Entries supplied:
────────────────────

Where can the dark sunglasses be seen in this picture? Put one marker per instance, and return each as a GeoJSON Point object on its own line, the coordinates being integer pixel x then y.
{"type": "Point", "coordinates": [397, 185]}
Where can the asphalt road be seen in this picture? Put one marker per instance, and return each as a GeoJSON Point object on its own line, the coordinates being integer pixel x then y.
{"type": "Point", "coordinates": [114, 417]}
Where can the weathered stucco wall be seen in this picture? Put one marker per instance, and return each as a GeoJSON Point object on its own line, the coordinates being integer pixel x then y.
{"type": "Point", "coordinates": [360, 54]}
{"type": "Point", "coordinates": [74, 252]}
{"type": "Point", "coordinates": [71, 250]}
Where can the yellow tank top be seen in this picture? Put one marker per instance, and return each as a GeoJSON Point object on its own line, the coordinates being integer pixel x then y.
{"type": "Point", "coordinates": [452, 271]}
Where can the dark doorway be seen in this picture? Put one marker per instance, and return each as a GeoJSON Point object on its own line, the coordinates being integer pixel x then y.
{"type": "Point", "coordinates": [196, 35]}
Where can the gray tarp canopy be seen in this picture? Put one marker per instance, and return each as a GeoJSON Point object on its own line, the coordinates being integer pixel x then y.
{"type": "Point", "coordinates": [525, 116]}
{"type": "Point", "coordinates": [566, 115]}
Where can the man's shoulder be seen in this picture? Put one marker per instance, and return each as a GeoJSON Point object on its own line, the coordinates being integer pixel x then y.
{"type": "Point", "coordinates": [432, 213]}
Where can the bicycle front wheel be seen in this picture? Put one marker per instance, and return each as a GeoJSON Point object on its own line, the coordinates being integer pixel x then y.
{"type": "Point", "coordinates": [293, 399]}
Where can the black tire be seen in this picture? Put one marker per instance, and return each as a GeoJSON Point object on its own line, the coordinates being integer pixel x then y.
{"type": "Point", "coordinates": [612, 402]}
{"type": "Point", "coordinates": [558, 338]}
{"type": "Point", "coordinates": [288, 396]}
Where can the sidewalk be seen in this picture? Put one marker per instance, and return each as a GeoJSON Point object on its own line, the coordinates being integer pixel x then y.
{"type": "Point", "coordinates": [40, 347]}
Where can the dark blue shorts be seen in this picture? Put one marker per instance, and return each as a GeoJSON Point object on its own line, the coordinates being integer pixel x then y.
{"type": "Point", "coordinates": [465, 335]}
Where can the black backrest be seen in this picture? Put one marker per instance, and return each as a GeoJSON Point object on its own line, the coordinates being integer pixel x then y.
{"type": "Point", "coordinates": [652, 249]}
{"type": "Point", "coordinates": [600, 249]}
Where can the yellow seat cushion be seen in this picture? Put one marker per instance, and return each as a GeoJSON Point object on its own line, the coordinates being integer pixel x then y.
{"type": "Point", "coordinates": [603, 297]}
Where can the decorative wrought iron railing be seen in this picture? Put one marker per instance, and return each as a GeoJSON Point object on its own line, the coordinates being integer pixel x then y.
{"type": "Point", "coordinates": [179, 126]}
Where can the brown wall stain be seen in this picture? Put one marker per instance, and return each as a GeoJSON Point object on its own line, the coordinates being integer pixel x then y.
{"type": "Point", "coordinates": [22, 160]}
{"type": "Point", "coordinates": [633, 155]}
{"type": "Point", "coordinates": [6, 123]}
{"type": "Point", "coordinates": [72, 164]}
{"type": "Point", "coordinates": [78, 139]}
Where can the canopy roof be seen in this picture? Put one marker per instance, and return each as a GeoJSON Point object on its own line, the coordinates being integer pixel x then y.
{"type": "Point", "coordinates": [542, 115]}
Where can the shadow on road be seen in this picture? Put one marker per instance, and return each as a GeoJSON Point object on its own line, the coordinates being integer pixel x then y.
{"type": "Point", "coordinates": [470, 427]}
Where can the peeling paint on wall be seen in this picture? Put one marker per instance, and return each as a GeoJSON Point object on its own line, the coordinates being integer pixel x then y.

────────────────────

Exercise details:
Every record above is to be copied out again exactly as written.

Solution to the exercise:
Where can the dark sunglasses be seen in this picture? Put one marker per instance, and return each as a GeoJSON Point object on its own line, the coordinates being integer pixel x then y.
{"type": "Point", "coordinates": [397, 185]}
Where can the asphalt road be seen in this picture? Put one marker per instance, and return each as a GeoJSON Point object on its own line, the coordinates being integer pixel x then y.
{"type": "Point", "coordinates": [114, 417]}
Where can the weathered stucco wall be seen in this picture? Put one marker per instance, and return each as a GeoJSON Point object on its own line, the coordinates being integer pixel x then y.
{"type": "Point", "coordinates": [360, 54]}
{"type": "Point", "coordinates": [74, 252]}
{"type": "Point", "coordinates": [71, 250]}
Where can the yellow tank top be seen in this picture? Put one marker per instance, and return each as a GeoJSON Point object on its own line, the coordinates being integer pixel x then y.
{"type": "Point", "coordinates": [452, 271]}
Where can the dark doorway be seen in this picture? Put one marker per instance, and return each as a GeoJSON Point object on its own line, the coordinates being integer pixel x then y.
{"type": "Point", "coordinates": [196, 35]}
Where can the gray tarp canopy be seen in this picture? Put one marker per instance, and return each as a GeoJSON Point object on its own line, the coordinates being integer pixel x then y.
{"type": "Point", "coordinates": [525, 116]}
{"type": "Point", "coordinates": [566, 115]}
Where can the man's shoulder be seen in this picture? Put one marker per instance, and return each as a GeoJSON Point object on its own line, the coordinates being integer pixel x then y.
{"type": "Point", "coordinates": [432, 213]}
Where can the bicycle front wheel be seen in this picture? Put one marker per instance, and return each as a GeoJSON Point object on its own line, the coordinates being integer pixel x then y.
{"type": "Point", "coordinates": [293, 399]}
Where can the black tire be seen in this picture? Put one marker per instance, and return each as a GeoJSON Point object on its own line, the coordinates being integer pixel x then y.
{"type": "Point", "coordinates": [612, 402]}
{"type": "Point", "coordinates": [558, 338]}
{"type": "Point", "coordinates": [288, 396]}
Where can the sidewalk be seen in this picture? Put one marker per instance, and return each as a GeoJSON Point object on its own line, the coordinates being integer pixel x then y.
{"type": "Point", "coordinates": [40, 347]}
Where can the dark blue shorts be seen in this picture? Put one marker per instance, and return each as a GeoJSON Point object on its own line, the coordinates being integer pixel x then y.
{"type": "Point", "coordinates": [465, 335]}
Where can the black backrest be seen in this picture? Put one marker per instance, and return each as a GeoJSON Point object on its own line, the coordinates being integer pixel x then y.
{"type": "Point", "coordinates": [652, 249]}
{"type": "Point", "coordinates": [600, 249]}
Where can the yellow seat cushion be seen in this picture? Put one marker per instance, and return each as a GeoJSON Point object on its own line, the coordinates being integer pixel x then y.
{"type": "Point", "coordinates": [603, 297]}
Where can the decorative wrought iron railing be seen in this picture? Put one marker per instance, and return each as a GeoJSON Point object on its own line, the coordinates being integer pixel x then y.
{"type": "Point", "coordinates": [179, 126]}
Where can the brown wall stain be seen in this picture? Put one marker per instance, and return each as a GeoJSON Point object on its own line, the coordinates being integer pixel x then y.
{"type": "Point", "coordinates": [22, 160]}
{"type": "Point", "coordinates": [633, 155]}
{"type": "Point", "coordinates": [6, 123]}
{"type": "Point", "coordinates": [72, 164]}
{"type": "Point", "coordinates": [78, 139]}
Where can the canopy roof be seen in this picture? Put one marker per instance, and return each as a GeoJSON Point object on its own line, the coordinates being integer pixel x then y.
{"type": "Point", "coordinates": [542, 115]}
Where can the shadow on road be seen in this picture? Put one marker per instance, and return each as a GeoJSON Point object on its own line, the coordinates being integer pixel x then y.
{"type": "Point", "coordinates": [470, 427]}
Where can the peeling paint on wall be seen in this picture? Put one marker per instance, and return each as a GeoJSON Point object on its own line, the coordinates being integer pixel x then y.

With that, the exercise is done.